**Task objective:** Copy word for word, and only, the lines below from the one with "Need: one point" through the last.

Excerpts from a dataset:
● ● ● ●

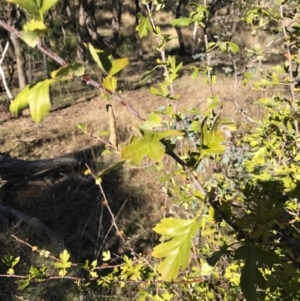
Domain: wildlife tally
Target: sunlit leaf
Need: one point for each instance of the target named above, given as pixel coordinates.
(32, 32)
(117, 66)
(36, 97)
(182, 22)
(212, 139)
(152, 121)
(110, 83)
(176, 251)
(35, 6)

● ● ● ●

**Task answer:**
Need: one point for each instance of the target named above, given as pixel coordinates.
(32, 32)
(117, 66)
(36, 97)
(182, 22)
(212, 139)
(152, 121)
(110, 83)
(176, 251)
(35, 6)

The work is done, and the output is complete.